• Exercise prompt: Of all the entries below, only the lines from the one with "the rose bud" up to and including the one with "of the dark" are to be duplicated exactly.

• Input records:
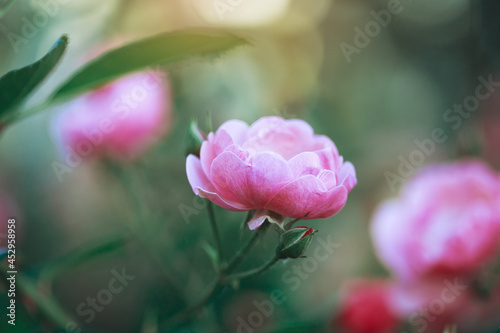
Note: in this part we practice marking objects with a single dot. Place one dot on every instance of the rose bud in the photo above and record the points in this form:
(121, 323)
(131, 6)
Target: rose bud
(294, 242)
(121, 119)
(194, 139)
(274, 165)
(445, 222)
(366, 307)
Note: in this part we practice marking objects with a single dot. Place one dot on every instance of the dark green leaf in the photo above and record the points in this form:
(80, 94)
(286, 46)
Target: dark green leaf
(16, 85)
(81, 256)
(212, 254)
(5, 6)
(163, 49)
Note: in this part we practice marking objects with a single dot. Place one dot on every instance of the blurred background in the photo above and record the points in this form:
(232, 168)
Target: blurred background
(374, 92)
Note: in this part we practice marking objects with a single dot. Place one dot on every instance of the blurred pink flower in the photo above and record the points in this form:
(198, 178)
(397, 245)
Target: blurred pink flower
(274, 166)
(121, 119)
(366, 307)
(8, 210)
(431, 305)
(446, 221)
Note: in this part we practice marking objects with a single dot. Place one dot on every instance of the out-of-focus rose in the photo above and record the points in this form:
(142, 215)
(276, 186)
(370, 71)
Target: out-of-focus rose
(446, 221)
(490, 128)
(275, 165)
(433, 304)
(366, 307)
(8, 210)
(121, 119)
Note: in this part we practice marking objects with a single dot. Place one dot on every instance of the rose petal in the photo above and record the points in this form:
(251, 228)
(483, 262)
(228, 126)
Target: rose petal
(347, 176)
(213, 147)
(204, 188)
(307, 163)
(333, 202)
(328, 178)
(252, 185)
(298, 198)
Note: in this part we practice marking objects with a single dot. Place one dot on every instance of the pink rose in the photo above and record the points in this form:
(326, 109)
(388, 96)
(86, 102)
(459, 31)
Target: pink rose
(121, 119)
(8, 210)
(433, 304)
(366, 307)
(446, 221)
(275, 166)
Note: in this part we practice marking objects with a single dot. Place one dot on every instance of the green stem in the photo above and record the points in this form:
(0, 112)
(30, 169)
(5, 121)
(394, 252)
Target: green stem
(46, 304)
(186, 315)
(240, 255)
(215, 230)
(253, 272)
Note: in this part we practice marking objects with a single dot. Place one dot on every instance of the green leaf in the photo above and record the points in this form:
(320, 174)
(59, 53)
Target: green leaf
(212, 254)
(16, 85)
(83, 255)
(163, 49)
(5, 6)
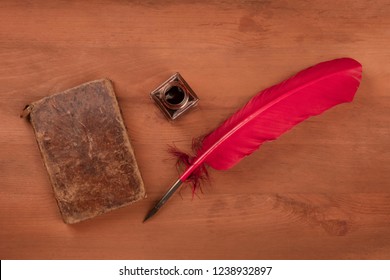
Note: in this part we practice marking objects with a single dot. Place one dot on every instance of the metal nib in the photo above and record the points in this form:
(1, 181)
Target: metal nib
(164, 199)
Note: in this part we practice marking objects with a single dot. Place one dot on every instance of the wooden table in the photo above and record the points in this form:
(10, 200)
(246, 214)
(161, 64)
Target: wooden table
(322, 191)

* * *

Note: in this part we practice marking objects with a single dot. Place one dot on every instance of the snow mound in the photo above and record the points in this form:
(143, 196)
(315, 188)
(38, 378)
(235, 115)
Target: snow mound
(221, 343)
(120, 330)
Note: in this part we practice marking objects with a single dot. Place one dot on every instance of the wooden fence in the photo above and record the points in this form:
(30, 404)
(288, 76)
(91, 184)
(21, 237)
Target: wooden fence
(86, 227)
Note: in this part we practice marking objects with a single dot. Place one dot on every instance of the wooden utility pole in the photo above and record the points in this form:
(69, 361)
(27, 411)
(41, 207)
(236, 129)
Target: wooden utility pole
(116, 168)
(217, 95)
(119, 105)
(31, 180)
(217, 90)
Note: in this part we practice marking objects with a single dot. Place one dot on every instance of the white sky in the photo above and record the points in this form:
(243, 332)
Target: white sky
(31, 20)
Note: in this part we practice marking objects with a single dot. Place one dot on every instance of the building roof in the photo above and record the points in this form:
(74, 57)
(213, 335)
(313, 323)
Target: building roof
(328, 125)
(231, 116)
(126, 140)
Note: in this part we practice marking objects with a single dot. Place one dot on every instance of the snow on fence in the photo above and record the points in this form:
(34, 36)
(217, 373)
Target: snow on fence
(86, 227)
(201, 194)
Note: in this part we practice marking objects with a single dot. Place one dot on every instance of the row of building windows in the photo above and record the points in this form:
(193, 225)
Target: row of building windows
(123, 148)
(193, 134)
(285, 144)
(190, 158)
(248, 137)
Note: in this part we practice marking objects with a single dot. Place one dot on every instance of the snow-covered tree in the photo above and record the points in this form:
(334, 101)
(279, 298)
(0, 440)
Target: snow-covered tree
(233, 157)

• Response below:
Note: in this part we practice marking objects with a single dot. Place one dot on every instance of the rose bud in the photo above and record the points in this form:
(121, 323)
(131, 6)
Target: rose bud
(294, 242)
(121, 119)
(194, 139)
(274, 165)
(445, 222)
(366, 307)
Note: in this part we practice marking objects with a single dot. Place one dot on every instance of the dark green leaf in the photo above and record the points in this form:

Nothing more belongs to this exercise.